**WORK REQUIRED:** Given the records below, pull every line with the word "Target" into the answer.

===== DATA IN THIS EXERCISE =====

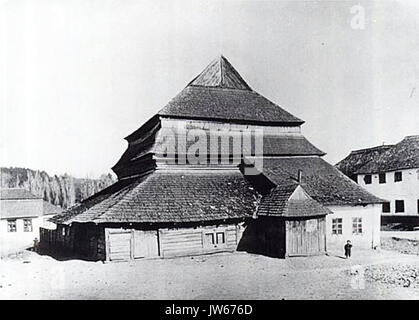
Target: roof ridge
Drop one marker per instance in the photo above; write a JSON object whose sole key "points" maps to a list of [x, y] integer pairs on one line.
{"points": [[220, 74], [372, 148]]}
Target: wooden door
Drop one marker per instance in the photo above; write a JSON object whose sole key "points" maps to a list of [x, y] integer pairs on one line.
{"points": [[119, 244], [305, 237], [145, 244]]}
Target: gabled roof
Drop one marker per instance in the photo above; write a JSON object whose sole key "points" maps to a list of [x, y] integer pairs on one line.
{"points": [[17, 194], [167, 197], [220, 74], [323, 182], [50, 209], [290, 201], [358, 158], [403, 155], [220, 93]]}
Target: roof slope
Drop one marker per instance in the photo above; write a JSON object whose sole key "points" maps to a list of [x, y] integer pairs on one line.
{"points": [[17, 194], [323, 182], [50, 209], [221, 74], [403, 155], [282, 201], [220, 93], [171, 196], [358, 158]]}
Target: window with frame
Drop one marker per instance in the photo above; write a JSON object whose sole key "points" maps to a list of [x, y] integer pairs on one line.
{"points": [[11, 225], [214, 238], [337, 226], [398, 176], [354, 177], [367, 179], [399, 206], [382, 178], [356, 225], [386, 207], [27, 225]]}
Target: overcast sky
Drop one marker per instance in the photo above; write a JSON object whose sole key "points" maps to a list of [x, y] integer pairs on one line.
{"points": [[76, 77]]}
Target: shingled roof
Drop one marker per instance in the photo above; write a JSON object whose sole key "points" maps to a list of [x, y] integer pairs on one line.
{"points": [[170, 196], [358, 158], [220, 74], [220, 93], [403, 155], [290, 201], [17, 194], [323, 182]]}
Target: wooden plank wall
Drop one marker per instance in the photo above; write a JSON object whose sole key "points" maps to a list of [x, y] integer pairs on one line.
{"points": [[190, 241], [303, 240], [118, 244]]}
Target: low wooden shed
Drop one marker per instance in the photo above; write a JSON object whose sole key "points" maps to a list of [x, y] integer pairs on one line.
{"points": [[289, 223], [165, 213]]}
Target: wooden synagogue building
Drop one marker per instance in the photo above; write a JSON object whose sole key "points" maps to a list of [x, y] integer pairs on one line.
{"points": [[281, 199]]}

=====

**ANSWER BOX:**
Target: roof ridge
Target: wooden door
Target: gabled roof
Target: roof slope
Target: window with frame
Target: overcast sky
Target: shingled roof
Target: wooden plank wall
Target: low wooden shed
Target: wooden synagogue building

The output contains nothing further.